• _Data provided_
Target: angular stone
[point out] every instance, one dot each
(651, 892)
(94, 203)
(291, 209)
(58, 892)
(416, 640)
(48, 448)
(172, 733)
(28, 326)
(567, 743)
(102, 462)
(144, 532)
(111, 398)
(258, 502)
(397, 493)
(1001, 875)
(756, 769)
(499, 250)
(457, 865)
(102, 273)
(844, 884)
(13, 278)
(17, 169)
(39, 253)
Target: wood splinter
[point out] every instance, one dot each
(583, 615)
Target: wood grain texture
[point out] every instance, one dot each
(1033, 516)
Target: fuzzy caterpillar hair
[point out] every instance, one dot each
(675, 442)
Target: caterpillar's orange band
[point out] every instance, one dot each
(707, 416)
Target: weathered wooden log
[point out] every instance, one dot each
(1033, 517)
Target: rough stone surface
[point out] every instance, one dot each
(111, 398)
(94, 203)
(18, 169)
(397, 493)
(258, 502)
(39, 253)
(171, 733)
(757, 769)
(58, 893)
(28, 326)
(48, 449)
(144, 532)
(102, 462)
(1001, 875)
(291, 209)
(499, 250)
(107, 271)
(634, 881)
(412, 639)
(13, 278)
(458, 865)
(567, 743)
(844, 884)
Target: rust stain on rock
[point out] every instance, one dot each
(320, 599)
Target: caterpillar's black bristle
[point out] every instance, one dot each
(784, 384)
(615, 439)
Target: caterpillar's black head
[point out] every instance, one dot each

• _Job_
Rewrite all of the records above with "stone" replaced by "pebble" at every occurrence, leaving everything else unchanged.

• _Finished task_
Target: angular pebble
[point out] every instance, one dot each
(651, 892)
(94, 203)
(291, 209)
(58, 892)
(416, 640)
(48, 448)
(172, 733)
(28, 326)
(567, 743)
(102, 462)
(144, 532)
(111, 398)
(258, 502)
(397, 493)
(1001, 875)
(756, 769)
(499, 250)
(457, 865)
(102, 273)
(844, 884)
(13, 278)
(17, 169)
(39, 253)
Target: wood splinter
[point out] every instance, one dot each
(583, 615)
Target: wood grain texture
[point out] every instance, one dot each
(1033, 516)
Target: fuzzy caterpillar hair
[point out] every instance, one dot each
(675, 442)
Target: caterpillar's orange band
[point out] every instance, one dot each
(707, 416)
Target: weathered wooden log
[point out] every instance, one dot each
(1033, 517)
Target: rough pebble surface
[point out] every instance, one dot each
(111, 398)
(94, 203)
(18, 169)
(397, 493)
(258, 502)
(39, 253)
(171, 733)
(757, 769)
(58, 893)
(28, 326)
(48, 449)
(144, 532)
(102, 462)
(1001, 875)
(291, 209)
(499, 250)
(107, 271)
(634, 881)
(412, 639)
(13, 278)
(458, 865)
(567, 743)
(844, 884)
Target: rust stain on rock
[point out] every instance, one dot each
(320, 599)
Target: caterpillar's black bristle
[point out] every instance, one dot each
(784, 384)
(615, 439)
Target: caterpillar's black head
[point out] every instance, one dot each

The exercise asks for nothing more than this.